* **Material for the task**
★ ★ ★ ★ ★ ★ ★

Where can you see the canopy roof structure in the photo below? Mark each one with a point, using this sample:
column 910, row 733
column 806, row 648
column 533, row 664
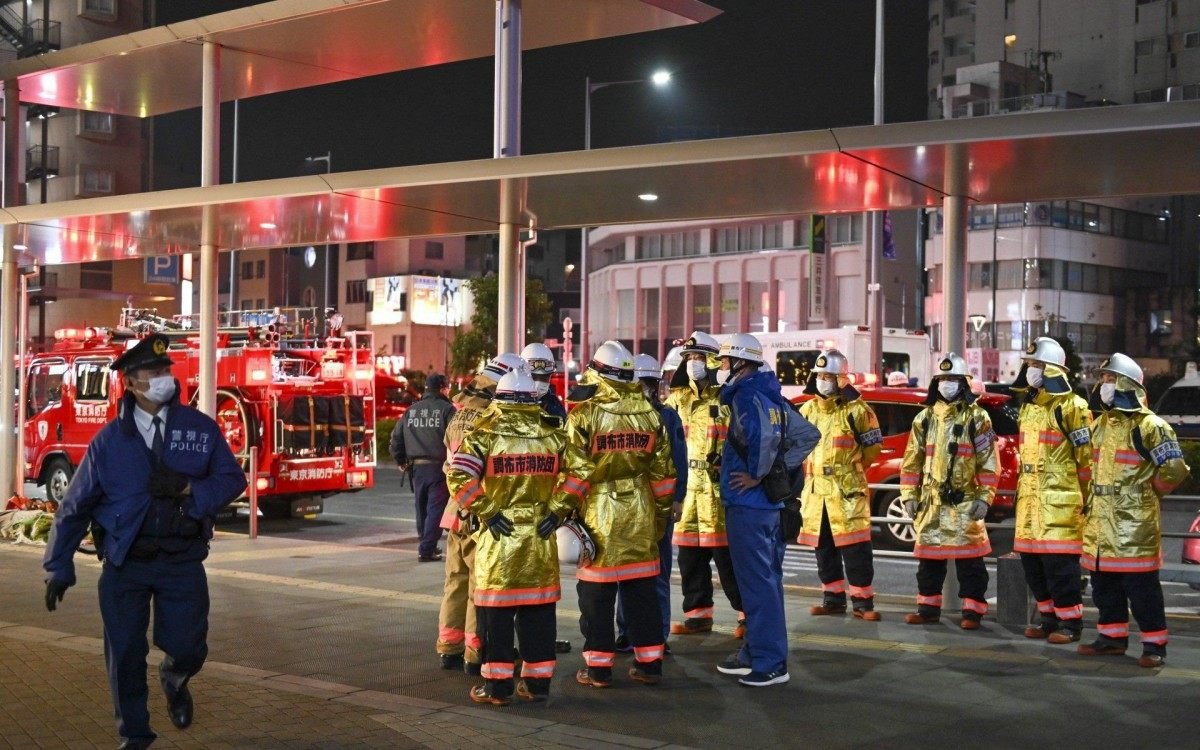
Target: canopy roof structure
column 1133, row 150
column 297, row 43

★ ★ ★ ★ ★ ★ ★

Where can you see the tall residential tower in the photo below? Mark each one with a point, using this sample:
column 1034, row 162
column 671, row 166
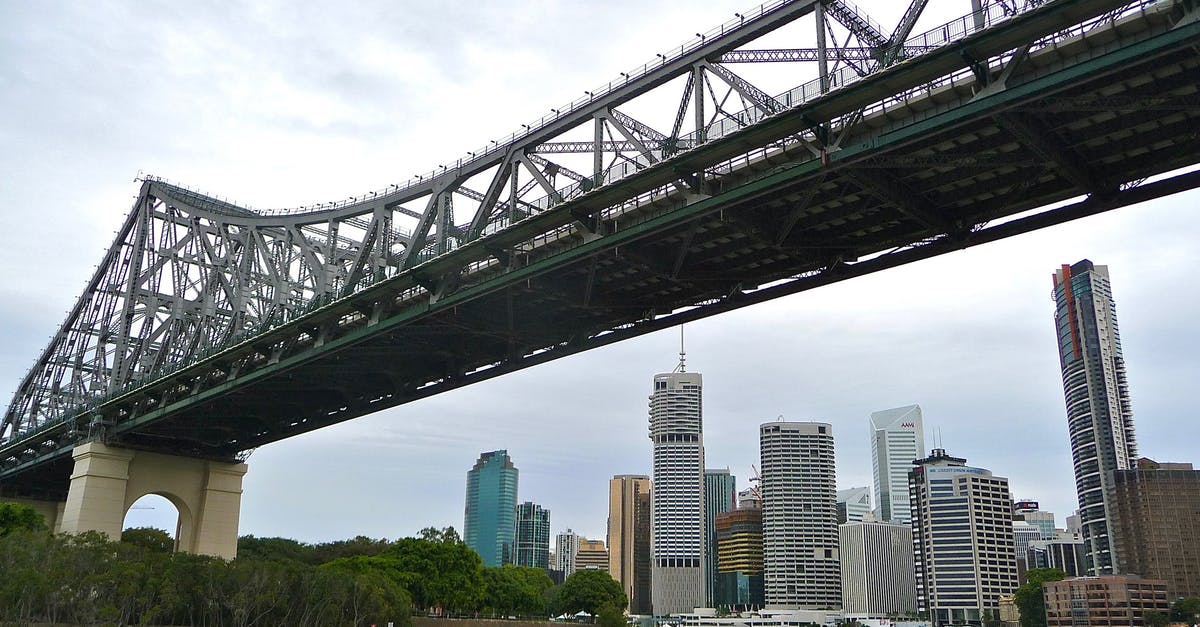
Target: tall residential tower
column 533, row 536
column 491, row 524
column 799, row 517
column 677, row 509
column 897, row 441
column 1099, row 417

★ ★ ★ ★ ★ ★ ★

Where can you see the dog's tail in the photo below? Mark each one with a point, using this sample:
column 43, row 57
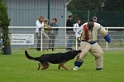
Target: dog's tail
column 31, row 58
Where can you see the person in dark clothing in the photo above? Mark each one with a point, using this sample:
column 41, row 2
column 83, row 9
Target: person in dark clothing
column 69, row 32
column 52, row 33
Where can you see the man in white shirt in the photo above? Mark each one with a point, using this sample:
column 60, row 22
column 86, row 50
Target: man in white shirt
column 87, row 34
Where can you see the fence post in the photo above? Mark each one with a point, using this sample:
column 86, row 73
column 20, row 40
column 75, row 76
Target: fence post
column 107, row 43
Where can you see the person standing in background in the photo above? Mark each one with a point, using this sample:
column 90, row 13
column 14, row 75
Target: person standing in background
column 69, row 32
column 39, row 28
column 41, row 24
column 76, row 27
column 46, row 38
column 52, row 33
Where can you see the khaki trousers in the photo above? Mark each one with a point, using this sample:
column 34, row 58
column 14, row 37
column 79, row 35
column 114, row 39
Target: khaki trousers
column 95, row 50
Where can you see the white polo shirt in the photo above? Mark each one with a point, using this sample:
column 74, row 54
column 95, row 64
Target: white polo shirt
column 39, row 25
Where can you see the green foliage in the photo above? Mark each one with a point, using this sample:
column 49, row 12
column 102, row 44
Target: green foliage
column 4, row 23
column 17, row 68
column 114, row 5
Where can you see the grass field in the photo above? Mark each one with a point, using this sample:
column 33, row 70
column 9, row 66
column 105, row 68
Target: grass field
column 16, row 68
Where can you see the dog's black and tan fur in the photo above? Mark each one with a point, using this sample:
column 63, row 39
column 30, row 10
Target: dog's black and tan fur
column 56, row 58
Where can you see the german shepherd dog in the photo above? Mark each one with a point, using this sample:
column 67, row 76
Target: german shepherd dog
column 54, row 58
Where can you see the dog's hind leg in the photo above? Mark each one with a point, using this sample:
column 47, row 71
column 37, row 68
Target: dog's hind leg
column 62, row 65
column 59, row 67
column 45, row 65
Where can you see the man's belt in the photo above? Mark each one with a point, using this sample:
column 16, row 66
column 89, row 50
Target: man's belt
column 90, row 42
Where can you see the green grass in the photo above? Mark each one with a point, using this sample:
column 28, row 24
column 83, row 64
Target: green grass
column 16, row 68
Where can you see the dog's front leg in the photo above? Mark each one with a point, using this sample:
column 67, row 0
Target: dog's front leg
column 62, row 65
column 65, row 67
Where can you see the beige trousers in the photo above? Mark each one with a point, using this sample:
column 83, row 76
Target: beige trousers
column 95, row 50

★ ★ ★ ★ ★ ★ ★

* **Task directions**
Format the records as a numbered list, starting at the line that contains "Where can you see the canopy" and ending after the line that contains "column 297, row 43". Omit blank lines and leave the pictures out.

* **Solution for this exercise**
1. Where can you see the canopy roof structure in the photo below? Mark each one with a point, using this sample:
2. column 910, row 733
3. column 806, row 648
4. column 533, row 664
5. Target: canopy roof structure
6. column 1133, row 150
7. column 297, row 43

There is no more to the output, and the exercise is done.